WHAT YOU HAVE TO DO ->
Your output must consist solely of the lines from the one containing "[point] every instance of the white rendered" through the end of the records, reproduced exactly.

* start EXCERPTED RECORDS *

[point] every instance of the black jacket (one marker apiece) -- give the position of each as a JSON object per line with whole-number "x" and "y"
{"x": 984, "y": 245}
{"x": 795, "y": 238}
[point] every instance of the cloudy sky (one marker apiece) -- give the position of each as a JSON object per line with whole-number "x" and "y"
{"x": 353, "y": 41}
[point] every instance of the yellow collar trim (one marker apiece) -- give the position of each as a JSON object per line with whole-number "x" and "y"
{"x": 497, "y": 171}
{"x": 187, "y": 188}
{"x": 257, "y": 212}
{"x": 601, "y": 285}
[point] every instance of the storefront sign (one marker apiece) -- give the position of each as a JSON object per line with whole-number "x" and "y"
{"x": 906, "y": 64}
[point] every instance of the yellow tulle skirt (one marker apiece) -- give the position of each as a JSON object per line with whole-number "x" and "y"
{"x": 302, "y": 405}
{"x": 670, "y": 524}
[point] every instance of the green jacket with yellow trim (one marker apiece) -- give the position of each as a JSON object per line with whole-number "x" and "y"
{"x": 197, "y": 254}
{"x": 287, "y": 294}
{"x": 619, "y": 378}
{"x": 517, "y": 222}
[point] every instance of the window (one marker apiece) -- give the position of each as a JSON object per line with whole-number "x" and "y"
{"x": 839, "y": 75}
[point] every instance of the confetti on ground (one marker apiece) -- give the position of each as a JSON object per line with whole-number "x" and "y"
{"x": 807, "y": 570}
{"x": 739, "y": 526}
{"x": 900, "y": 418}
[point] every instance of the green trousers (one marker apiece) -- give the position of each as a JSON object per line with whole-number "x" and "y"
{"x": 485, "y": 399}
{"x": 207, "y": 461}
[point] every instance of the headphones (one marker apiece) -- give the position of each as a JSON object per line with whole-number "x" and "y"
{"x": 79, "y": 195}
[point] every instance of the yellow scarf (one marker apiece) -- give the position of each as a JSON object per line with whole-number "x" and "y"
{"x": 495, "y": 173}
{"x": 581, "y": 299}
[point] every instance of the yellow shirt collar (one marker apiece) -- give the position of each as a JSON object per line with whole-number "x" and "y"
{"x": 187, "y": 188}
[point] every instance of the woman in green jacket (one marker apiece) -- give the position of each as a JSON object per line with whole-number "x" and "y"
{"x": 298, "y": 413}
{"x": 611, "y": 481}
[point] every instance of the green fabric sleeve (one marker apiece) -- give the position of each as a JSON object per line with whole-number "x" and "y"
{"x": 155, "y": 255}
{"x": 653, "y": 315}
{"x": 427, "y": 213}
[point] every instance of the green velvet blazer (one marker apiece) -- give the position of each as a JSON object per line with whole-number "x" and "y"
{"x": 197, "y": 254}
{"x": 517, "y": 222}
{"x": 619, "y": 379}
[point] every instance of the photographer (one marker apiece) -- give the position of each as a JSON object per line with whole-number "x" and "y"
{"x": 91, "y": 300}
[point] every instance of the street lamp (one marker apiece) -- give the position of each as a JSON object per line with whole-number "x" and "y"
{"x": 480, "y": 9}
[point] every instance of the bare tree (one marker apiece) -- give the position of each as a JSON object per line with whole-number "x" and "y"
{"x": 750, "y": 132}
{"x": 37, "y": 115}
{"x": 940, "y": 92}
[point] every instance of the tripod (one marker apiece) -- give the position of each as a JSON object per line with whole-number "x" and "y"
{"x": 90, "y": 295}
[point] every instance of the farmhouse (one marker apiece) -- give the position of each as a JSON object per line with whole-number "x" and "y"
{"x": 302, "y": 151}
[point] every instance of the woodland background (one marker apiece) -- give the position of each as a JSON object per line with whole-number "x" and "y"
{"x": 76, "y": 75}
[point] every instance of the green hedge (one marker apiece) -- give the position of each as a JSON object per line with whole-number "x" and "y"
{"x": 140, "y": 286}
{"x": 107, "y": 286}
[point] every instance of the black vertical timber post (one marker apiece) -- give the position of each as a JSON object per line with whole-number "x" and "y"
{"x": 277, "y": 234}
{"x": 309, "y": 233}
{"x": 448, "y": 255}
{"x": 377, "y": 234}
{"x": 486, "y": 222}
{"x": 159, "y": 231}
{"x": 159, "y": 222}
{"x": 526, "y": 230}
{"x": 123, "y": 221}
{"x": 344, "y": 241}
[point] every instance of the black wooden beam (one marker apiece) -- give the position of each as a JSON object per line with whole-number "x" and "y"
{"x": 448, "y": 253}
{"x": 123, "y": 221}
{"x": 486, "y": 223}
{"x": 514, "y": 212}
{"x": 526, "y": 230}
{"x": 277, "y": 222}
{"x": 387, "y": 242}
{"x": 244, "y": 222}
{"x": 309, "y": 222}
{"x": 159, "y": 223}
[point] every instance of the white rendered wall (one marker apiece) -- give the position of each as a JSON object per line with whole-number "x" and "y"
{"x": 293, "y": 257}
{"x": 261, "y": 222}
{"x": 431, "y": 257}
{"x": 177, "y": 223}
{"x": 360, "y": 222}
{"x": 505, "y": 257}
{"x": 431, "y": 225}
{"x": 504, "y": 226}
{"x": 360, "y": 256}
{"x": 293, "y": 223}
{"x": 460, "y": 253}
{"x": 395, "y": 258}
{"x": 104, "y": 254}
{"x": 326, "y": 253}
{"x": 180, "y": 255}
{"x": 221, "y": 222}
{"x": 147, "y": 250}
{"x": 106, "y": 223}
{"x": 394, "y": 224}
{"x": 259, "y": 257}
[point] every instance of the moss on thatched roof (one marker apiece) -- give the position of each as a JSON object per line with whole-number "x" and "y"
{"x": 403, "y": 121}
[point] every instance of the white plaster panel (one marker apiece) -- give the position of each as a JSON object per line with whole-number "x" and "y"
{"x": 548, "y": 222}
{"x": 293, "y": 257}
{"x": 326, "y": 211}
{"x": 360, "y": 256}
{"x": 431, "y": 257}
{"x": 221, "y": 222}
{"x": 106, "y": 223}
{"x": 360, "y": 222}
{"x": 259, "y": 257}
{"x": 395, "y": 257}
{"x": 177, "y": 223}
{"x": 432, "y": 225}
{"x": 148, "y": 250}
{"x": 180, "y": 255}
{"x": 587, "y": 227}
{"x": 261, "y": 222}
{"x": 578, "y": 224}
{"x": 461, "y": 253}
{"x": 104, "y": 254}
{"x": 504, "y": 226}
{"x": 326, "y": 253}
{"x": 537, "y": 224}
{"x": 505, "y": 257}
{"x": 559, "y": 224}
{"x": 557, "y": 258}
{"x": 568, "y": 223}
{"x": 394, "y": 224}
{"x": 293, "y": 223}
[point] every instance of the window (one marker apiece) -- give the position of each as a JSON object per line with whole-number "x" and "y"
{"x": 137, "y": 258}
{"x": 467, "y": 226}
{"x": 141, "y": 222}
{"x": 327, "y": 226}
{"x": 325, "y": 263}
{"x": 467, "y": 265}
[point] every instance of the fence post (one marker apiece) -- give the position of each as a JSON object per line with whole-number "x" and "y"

* end EXCERPTED RECORDS *

COMPLETE ANSWER ->
[point] every instance of the white rendered wall (one marker apiece) -- give the position of each as a JSON object per line with whole-number "x" and "y"
{"x": 293, "y": 257}
{"x": 261, "y": 222}
{"x": 431, "y": 257}
{"x": 177, "y": 223}
{"x": 360, "y": 222}
{"x": 505, "y": 257}
{"x": 431, "y": 225}
{"x": 504, "y": 226}
{"x": 360, "y": 256}
{"x": 293, "y": 223}
{"x": 460, "y": 253}
{"x": 395, "y": 258}
{"x": 104, "y": 254}
{"x": 326, "y": 253}
{"x": 180, "y": 255}
{"x": 221, "y": 222}
{"x": 147, "y": 250}
{"x": 106, "y": 223}
{"x": 394, "y": 224}
{"x": 259, "y": 257}
[point] every instance of the moss on thatched roof (one marker apiece) -- give the position of each as a JSON object per line with whole-number "x" and "y"
{"x": 403, "y": 121}
[point] every instance of the white plaster panel (one marker apiece) -- give the position of each as a JSON object per line with whole-number "x" and "y"
{"x": 548, "y": 222}
{"x": 293, "y": 257}
{"x": 326, "y": 211}
{"x": 360, "y": 256}
{"x": 431, "y": 257}
{"x": 221, "y": 222}
{"x": 106, "y": 223}
{"x": 360, "y": 222}
{"x": 259, "y": 257}
{"x": 395, "y": 257}
{"x": 177, "y": 223}
{"x": 432, "y": 225}
{"x": 148, "y": 250}
{"x": 180, "y": 255}
{"x": 587, "y": 227}
{"x": 261, "y": 222}
{"x": 578, "y": 224}
{"x": 461, "y": 253}
{"x": 104, "y": 254}
{"x": 504, "y": 226}
{"x": 326, "y": 253}
{"x": 537, "y": 224}
{"x": 505, "y": 257}
{"x": 559, "y": 224}
{"x": 557, "y": 258}
{"x": 568, "y": 223}
{"x": 394, "y": 224}
{"x": 293, "y": 223}
[point] every instance of the window (one marker apiece) -- give the position of each as a JSON object per line with whole-number "x" and "y"
{"x": 137, "y": 258}
{"x": 467, "y": 226}
{"x": 141, "y": 222}
{"x": 327, "y": 226}
{"x": 325, "y": 263}
{"x": 467, "y": 265}
[point] every instance of the fence post (one marker apiece) -- give the position of each as a JSON object per line with whole-number "x" and "y"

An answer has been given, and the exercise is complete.